_THE TASK_
Reproduce every item below word for word.

_INPUT FOR THIS TASK_

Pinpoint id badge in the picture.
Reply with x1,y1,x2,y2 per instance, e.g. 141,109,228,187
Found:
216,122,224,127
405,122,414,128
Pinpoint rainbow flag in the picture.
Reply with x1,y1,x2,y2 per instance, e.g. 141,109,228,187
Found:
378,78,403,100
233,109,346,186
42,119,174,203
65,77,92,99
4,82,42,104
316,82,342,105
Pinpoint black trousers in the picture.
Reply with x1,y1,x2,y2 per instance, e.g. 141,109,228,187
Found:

_COMPLETE ANSWER_
Pinpoint id badge in the picture.
Reply with x1,y1,x2,y2 per instance, e.g. 141,109,228,187
Found:
216,122,224,127
405,122,414,128
Pinpoint rainbow flag in the picture.
Reply with x1,y1,x2,y2 per instance, e.g. 141,109,228,187
Found:
378,78,403,100
233,109,346,186
42,119,174,203
65,77,92,99
4,82,42,104
316,82,342,105
Pinpoint black trousers in the picture.
Reply with x1,y1,x2,y2 per instance, e.g. 141,109,228,187
Found:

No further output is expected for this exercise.